EXERCISE TEXT ▸
A new procedure that allows surgeons to access and remove the thyroid and parathyroid glands through small incisions on the inside of the mouth provides successful results with no visible scarring on the neck. Dr. Raymon Grogan, associate professor in the Michael E. DeBakey Department of Surgery at Baylor College of Medicine, describes how the procedure works and outlines its benefits.
The thyroid gland releases hormones to control metabolism. Parathyroid glands are found next to or behind the thyroid glands and control calcium levels in the blood and bones. If cancer or benign nodules are found, or if these glands become overactive, the affected gland needs to be removed.
Traditionally, surgeons remove the thyroid and parathyroid glands using a small horizontal incision in the center of the neck. The scar size depends on the size of the gland, with the average size being 4 to 6 centimeters long.

GIVEN RECORDS ▸

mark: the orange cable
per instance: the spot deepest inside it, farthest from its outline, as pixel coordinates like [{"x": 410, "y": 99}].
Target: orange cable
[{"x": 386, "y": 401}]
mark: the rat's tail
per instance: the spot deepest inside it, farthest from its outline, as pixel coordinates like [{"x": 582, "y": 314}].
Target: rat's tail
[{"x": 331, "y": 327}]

WHAT YOU WILL DO ▸
[A] In the passage on thyroid surgery above, what is the average length of the scar left by the traditional neck incision?
[B] Pick up the passage on thyroid surgery after its final sentence and carry it forward.

RESULTS FOR EACH TASK ▸
[A] The average scar is 4 to 6 centimeters long.

[B]
The procedure that Grogan performs, transoral endocrine surgery, applies the same laparoscopic or endoscopic techniques that are used to remove the gallbladder, appendix or colon. Cancers less than 2 centimeters and benign nodules under 6 centimeters can be removed using this procedure. He conducts these surgeries at Baylor St. Luke’s Medical Center, where he is section chief of endocrine surgery.
In this procedure, three small incisions are made on the inside of the lower lip. Through these incisions, the surgeon is able to place endoscopic instruments between the jaw and the skin to open up the working space needed to remove the gland, which is a short distance from the incision site. The procedure is performed under general anesthesia and patients are required to stay in the hospital overnight.
Numerous other procedures have been developed to reduce the size of the incision on the neck or to get rid of it entirely.
“This approach is the culmination of work that has been done over the last 20 to 30 years internationally as well as in the United States,” Grogan said.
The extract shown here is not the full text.